At the time, Aristide was risking his life preaching provocative sermons that mobilized the poor against Duvalier, often in violent ways. The president condemns political violence today, especially when it is directed against his government. But the business associations, human rights groups and university students aligned against him contend that he uses violence to smother free speech.
"I have always said let's move from misery to poverty with dignity," Aristide said during an interview last week at the National Palace. "We still have misery and poverty. But we have a process in place now to remove what is left of dictatorship."
Aristide's ambiguous position on violence bothered Voltaire, who returned to work in the south after Duvalier's fall. But the small church, as the more politically minded small-parish priests are known, decided to support Aristide's run for president during the brutal transition that preceded Haiti's first free elections in 1990.
Voltaire spent the campaign educating voters in 10 southern parishes where he was training priests in development work. He said he remained neutral, monitoring polling places on an election day fraught with confusion and violence. To him, Aristide's election brought a moment of political openness and optimism.
But nine months later that apparent moderation vanished with the military coup that sent Aristide into exile. Voltaire began a clandestine life campaigning against the junta, which killed an estimated 3,000 opponents during its three years in power. Bouncing among parishioners' houses, Voltaire organized peasant resistance groups and managed to avoid jail.
His parish at the time -- Christ King Church in the southern city of Madian -- overlooked a sweep of white sand and blue water. Each night, a few more parishioners would push into the foam on makeshift rafts hoping to reach Miami or Guantanamo Bay, Cuba.
"They would come to me a few days before, and I would try to convince them not to go because of the dangers," he said. "Then they'd just be gone. And it would hurt my heart."

**Information provided**
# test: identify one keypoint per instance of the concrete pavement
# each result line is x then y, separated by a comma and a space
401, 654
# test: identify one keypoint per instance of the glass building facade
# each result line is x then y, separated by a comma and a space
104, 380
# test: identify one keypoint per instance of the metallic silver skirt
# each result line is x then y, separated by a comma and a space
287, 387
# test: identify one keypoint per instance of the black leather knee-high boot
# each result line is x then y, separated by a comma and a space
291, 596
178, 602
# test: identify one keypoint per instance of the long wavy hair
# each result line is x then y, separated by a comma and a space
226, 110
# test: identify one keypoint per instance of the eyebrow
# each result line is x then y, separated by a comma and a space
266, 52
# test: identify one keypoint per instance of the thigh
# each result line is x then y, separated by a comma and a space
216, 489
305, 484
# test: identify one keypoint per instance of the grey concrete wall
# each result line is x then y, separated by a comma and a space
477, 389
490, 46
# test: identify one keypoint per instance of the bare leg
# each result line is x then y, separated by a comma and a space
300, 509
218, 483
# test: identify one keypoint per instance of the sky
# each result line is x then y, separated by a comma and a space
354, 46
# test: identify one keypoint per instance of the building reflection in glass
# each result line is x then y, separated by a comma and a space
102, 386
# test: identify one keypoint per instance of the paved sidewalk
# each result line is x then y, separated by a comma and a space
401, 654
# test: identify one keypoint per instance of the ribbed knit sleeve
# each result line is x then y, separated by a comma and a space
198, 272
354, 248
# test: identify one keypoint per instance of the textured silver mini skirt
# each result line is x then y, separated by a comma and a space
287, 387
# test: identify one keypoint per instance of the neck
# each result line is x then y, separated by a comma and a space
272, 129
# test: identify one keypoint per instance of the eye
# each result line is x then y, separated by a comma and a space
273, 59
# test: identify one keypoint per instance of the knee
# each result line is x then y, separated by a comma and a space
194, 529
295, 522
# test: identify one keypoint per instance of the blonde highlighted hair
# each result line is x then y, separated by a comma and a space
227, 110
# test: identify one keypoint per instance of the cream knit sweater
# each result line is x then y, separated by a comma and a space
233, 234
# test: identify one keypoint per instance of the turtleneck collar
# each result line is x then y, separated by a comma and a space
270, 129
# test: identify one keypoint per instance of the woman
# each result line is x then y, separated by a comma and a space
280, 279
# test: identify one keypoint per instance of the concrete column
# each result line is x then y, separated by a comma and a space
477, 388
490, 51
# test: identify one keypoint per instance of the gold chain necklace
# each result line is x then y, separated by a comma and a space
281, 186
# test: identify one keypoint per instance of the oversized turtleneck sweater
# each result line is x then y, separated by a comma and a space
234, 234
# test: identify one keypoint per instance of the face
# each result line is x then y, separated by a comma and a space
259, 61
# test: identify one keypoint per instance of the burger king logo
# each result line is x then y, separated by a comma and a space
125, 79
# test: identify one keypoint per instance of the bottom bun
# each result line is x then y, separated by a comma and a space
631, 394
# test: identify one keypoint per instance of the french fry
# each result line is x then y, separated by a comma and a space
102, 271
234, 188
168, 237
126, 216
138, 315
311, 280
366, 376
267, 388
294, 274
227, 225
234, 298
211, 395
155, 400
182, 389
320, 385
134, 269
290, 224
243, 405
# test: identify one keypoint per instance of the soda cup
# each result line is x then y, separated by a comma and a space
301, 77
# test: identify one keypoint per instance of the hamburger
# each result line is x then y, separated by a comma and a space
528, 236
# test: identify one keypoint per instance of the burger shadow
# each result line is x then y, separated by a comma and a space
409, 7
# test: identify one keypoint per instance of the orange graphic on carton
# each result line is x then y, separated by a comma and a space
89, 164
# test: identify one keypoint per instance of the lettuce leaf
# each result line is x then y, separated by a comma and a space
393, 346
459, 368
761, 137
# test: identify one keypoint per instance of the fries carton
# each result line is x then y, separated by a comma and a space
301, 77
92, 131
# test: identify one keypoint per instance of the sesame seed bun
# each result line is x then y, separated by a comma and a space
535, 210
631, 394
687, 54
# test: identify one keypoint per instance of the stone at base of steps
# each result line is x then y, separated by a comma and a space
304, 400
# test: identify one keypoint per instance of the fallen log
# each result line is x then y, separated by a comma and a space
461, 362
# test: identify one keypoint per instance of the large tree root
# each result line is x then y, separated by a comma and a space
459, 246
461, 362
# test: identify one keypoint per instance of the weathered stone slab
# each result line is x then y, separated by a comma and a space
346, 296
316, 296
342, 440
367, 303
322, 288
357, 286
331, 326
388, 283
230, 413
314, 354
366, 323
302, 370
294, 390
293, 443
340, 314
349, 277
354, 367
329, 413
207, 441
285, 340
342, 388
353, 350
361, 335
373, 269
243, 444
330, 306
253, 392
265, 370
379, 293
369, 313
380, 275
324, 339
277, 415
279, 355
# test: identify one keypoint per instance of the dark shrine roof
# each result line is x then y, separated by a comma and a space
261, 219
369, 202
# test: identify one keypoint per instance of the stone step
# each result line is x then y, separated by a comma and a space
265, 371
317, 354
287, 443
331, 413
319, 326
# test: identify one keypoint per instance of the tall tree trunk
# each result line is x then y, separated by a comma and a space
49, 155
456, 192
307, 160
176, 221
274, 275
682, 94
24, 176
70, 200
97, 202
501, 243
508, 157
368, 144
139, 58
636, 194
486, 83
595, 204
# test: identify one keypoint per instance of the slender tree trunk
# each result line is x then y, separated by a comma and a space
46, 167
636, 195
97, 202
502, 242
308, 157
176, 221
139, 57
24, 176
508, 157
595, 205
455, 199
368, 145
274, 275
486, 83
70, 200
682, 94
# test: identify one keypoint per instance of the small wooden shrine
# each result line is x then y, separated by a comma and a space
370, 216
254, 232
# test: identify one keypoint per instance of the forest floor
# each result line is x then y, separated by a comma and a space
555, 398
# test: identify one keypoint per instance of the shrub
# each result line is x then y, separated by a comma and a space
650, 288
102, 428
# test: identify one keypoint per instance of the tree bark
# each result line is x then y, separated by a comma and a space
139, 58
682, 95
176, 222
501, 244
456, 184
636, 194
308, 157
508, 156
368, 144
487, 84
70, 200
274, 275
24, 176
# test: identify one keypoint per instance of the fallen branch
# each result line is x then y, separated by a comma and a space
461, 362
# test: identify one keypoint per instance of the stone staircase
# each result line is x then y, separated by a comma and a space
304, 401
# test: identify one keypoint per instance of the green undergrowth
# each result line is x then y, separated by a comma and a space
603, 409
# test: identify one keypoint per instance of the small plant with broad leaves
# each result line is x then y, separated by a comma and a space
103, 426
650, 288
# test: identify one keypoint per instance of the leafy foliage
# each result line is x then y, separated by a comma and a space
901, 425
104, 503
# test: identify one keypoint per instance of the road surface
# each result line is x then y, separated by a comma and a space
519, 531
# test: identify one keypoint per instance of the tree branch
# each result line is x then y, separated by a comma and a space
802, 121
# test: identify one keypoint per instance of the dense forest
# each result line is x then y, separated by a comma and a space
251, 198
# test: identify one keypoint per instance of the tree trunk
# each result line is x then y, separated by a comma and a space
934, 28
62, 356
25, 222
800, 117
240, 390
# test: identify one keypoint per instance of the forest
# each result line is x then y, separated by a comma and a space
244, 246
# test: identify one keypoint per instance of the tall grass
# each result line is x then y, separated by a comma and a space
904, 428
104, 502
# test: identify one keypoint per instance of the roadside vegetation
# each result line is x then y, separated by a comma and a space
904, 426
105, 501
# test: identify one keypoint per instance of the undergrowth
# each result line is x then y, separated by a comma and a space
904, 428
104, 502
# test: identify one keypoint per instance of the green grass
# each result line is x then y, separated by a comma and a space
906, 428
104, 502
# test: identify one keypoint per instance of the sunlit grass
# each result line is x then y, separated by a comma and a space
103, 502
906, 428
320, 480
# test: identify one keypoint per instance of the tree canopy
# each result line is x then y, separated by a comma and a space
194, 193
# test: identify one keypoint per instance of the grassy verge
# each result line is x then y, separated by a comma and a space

**What is being asked**
Reproduce the passage on Aristide and Voltaire word for word, starting at "Aristide's ambiguous position" and ending at "openness and optimism.".

**Expected answer**
Aristide's ambiguous position on violence bothered Voltaire, who returned to work in the south after Duvalier's fall. But the small church, as the more politically minded small-parish priests are known, decided to support Aristide's run for president during the brutal transition that preceded Haiti's first free elections in 1990.
Voltaire spent the campaign educating voters in 10 southern parishes where he was training priests in development work. He said he remained neutral, monitoring polling places on an election day fraught with confusion and violence. To him, Aristide's election brought a moment of political openness and optimism.